TASK PROMPT —
Among the entries below, please show each line that carries the word "form".

DATA: Begin

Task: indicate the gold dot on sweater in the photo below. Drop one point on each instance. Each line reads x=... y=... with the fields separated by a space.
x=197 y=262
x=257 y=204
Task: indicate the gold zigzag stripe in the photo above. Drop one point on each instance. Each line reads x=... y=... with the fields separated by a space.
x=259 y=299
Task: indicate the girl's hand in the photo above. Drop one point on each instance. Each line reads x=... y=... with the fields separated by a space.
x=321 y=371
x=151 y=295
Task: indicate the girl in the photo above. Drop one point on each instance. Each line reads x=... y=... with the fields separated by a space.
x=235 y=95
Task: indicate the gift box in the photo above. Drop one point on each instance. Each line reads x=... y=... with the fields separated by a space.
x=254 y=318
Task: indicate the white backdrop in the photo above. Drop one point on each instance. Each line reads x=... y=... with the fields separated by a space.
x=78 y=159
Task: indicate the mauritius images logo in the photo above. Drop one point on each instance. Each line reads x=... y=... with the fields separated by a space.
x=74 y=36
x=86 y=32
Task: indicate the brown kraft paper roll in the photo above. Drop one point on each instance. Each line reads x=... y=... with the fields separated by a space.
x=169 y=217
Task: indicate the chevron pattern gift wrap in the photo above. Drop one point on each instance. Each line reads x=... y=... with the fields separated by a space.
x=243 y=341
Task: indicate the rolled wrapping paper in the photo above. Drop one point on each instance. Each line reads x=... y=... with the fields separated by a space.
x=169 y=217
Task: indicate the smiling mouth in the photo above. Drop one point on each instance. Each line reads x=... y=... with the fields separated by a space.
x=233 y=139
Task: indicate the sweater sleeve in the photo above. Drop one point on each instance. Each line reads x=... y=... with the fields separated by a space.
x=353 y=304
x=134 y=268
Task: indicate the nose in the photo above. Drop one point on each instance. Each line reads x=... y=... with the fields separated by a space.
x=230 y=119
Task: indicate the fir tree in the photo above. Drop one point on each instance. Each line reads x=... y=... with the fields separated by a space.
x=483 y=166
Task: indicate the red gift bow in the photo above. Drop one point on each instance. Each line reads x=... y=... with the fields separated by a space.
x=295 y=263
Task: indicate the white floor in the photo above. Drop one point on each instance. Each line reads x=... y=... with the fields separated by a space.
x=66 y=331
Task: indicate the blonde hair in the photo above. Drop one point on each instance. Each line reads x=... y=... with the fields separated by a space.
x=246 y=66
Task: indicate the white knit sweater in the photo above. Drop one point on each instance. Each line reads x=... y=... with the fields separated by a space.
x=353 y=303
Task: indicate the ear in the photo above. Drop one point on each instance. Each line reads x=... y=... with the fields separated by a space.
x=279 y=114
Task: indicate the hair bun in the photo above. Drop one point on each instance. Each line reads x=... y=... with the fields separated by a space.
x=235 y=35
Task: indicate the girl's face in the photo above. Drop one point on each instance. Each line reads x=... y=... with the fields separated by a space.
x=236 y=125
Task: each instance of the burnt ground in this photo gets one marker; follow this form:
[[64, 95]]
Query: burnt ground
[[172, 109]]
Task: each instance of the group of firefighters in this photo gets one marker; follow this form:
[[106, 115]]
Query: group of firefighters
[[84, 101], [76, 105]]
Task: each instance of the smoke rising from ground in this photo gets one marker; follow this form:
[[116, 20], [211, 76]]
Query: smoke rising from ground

DATA: End

EXERCISE RESPONSE —
Task: each instance of the burnt ground in this photo gets one marker; follow this form:
Task: each instance of the group of firefighters in this photo gets one marker; follow this form:
Task: each instance of the smoke rising from ground in this photo gets one marker; follow this form:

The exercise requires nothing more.